Task to carry out:
Output the data as it stands. Each line must match exactly.
*** Source information ***
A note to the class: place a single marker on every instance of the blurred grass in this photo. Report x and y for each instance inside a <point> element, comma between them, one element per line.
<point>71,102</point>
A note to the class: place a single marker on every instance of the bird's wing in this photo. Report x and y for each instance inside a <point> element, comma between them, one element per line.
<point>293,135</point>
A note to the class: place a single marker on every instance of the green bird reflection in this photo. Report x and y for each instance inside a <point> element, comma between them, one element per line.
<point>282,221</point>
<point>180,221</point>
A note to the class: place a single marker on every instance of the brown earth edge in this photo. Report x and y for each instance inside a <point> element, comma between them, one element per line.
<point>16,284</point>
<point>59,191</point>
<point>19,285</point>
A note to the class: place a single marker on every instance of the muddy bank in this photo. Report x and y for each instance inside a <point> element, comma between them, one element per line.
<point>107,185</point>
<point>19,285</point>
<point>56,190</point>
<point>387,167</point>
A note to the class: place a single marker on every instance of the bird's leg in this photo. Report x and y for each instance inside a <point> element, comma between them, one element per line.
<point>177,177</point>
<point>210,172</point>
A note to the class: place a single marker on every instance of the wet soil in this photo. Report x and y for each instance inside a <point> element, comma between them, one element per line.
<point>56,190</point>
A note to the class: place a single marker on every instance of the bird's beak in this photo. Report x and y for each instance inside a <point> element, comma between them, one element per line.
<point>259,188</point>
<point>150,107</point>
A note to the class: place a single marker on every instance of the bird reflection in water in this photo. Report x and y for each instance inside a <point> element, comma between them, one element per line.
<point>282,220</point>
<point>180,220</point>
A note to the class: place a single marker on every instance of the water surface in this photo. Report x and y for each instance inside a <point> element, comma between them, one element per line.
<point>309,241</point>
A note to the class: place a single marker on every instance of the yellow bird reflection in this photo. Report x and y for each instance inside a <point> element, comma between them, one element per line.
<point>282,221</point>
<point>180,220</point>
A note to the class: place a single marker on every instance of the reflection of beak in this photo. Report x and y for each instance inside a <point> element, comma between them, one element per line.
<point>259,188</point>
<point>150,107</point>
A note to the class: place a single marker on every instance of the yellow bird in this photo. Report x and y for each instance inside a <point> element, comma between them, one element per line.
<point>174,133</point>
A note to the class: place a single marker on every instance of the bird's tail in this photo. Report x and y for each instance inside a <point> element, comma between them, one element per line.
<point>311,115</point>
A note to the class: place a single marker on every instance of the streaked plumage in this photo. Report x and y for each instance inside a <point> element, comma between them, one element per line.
*** End of Source information ***
Solved problem:
A note to the class: place a single marker on every instance of the blurred grass in this photo. Report x and y for each instance inside a <point> element, comma between them, one element per line.
<point>71,102</point>
A note to the class: place a single marker on every instance of the bird's wing in this photo. Report x and y for each instance inside a <point> element, comma between them, one element per line.
<point>293,135</point>
A note to the class: place a single marker on every instance of the green bird reflection in this photo. Report x and y for each instance inside a <point> element, comma between them, one element per line.
<point>282,221</point>
<point>180,221</point>
A note to the class: place a single marker on every instance of the brown earth edge in this photo. Report x and y for each instance inside a <point> element, comma between them, one element per line.
<point>16,284</point>
<point>59,191</point>
<point>19,285</point>
A note to the class: place a single marker on every instance of the muddy bank in this photo. Report x and y for each instance inside a <point> element, comma between them, one element per line.
<point>107,185</point>
<point>19,285</point>
<point>56,190</point>
<point>387,167</point>
A note to the class: place a single marker on every instance of the bird's leg in this photo. Report x and y for each instance inside a <point> element, comma between them, one element per line.
<point>177,177</point>
<point>210,172</point>
A note to the class: place a single marker on every instance of the wet soil in this photo. Report x and y for each instance inside a <point> element, comma between them, one element per line.
<point>56,190</point>
A note to the class: place a single marker on every instance of the bird's beak in this photo. Report x and y for each instance inside a <point> element, comma between them, one element per line.
<point>259,188</point>
<point>150,107</point>
A note to the class: place a single marker on every instance of the bird reflection in water in this photo. Report x and y for each instance inside a <point> element, comma between them, one element per line.
<point>282,220</point>
<point>180,220</point>
A note to the class: place a single marker on every instance of the water surface in this photo. Report x and y for each instance inside a <point> element, comma between them, one element per line.
<point>309,241</point>
A note to the class: place a single marker on every instance of the yellow bird reflection in this photo. Report x and y for each instance inside a <point> element, comma between them, one element per line.
<point>282,221</point>
<point>180,220</point>
A note to the class: place a single marker on every instance of the reflection of beak in this photo. Report x and y for each instance inside a <point> element, comma between them, one element per line.
<point>259,188</point>
<point>150,107</point>
A note to the class: place a single marker on every instance of the yellow bird in this photo. Report x and y for each instance inside a <point> element, comma between them, one element per line.
<point>174,133</point>
A note to the class: place a single marker on every instance of the bird's tail in this photo. Report x and y for each instance inside a <point> element, comma between them, one element per line.
<point>311,115</point>
A note to the class: place a single marker on every instance of the streaked plumage in this photo. Report x and y for each instance inside a <point> element, comma between them, one element per line.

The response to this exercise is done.